Could you reproduce all of the following entries exactly?

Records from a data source
━━━━━━━━

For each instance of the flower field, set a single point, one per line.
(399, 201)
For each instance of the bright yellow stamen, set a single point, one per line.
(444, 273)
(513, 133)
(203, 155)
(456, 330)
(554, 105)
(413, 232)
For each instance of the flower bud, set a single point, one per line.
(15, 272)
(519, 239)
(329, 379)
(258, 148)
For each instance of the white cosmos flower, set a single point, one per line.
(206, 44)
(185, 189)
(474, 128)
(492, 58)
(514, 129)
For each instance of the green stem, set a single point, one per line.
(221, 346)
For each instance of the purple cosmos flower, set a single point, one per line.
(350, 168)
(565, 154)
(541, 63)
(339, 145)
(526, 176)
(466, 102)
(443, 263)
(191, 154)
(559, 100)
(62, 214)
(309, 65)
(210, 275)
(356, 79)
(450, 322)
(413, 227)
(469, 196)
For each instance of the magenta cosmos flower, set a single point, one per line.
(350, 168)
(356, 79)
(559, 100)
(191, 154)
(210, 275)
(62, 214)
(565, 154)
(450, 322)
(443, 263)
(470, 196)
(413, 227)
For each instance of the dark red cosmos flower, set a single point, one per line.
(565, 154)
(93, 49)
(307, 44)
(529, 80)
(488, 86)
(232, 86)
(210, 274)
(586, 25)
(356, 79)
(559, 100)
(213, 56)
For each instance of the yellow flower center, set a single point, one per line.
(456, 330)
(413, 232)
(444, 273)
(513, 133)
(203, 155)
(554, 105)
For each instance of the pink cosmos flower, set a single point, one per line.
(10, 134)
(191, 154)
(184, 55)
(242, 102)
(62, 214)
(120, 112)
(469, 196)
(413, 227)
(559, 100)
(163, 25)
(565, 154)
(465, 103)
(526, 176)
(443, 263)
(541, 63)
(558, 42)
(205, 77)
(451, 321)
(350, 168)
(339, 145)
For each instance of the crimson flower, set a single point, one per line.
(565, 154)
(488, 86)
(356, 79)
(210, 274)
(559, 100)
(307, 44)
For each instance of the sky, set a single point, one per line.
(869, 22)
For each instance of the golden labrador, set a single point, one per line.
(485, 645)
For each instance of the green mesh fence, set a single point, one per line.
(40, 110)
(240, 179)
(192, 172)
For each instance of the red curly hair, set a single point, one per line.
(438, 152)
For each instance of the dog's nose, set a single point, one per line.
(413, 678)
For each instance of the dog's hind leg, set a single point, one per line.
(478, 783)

━━━━━━━━

EXERCISE RESULT =
For each instance of the flower field, set a single point, one per line.
(399, 201)
For each instance of the bright yellow stamen, set a single point, one per line.
(444, 273)
(513, 133)
(203, 155)
(456, 330)
(554, 105)
(413, 232)
For each instance of the flower bud, set a single point, one per line.
(15, 272)
(519, 239)
(329, 379)
(258, 148)
For each instance of the white cosmos flower, set a single point, one per line.
(206, 44)
(185, 189)
(474, 128)
(492, 58)
(514, 129)
For each instance of the green stem, set a single point, one per line.
(221, 346)
For each instance of the purple cosmos flower, set a single point, one per line.
(350, 168)
(565, 154)
(541, 63)
(339, 145)
(526, 176)
(466, 102)
(443, 263)
(191, 154)
(559, 100)
(62, 214)
(309, 65)
(210, 275)
(356, 79)
(450, 322)
(413, 227)
(469, 196)
For each instance of the magenta cosmos flower, set a single point, one per line.
(350, 168)
(356, 79)
(559, 100)
(191, 154)
(210, 275)
(62, 214)
(565, 154)
(450, 322)
(443, 263)
(470, 196)
(413, 227)
For each instance of the dark red cosmos flower, set a single point, one per line.
(565, 154)
(93, 49)
(307, 44)
(529, 80)
(488, 86)
(232, 86)
(210, 274)
(586, 25)
(356, 79)
(559, 100)
(213, 56)
For each instance of the yellow flower center, set a single point, one per line.
(456, 330)
(413, 232)
(444, 273)
(513, 133)
(203, 155)
(554, 105)
For each instance of the pink cosmos flower, set a single point, one per line.
(10, 134)
(191, 154)
(184, 55)
(242, 102)
(62, 214)
(120, 112)
(469, 196)
(413, 227)
(559, 100)
(163, 25)
(565, 154)
(465, 103)
(526, 176)
(443, 263)
(541, 63)
(558, 42)
(205, 77)
(451, 321)
(350, 168)
(339, 145)
For each instance of the crimson flower, set a single point, one per line.
(565, 154)
(488, 86)
(356, 79)
(210, 274)
(559, 100)
(307, 44)
For each instance of the sky, set a single point, one per line.
(869, 22)
For each instance of the golden labrador, set a single point, one per line.
(485, 645)
For each instance of the green mesh fence, set a single point, one per line.
(40, 110)
(240, 179)
(192, 172)
For each instance of the red curly hair, set a single point, one per line.
(438, 152)
For each instance of the dog's nose, set a single point, one per line.
(413, 678)
For each instance of the dog's hind leg, set a single point, one per line.
(478, 783)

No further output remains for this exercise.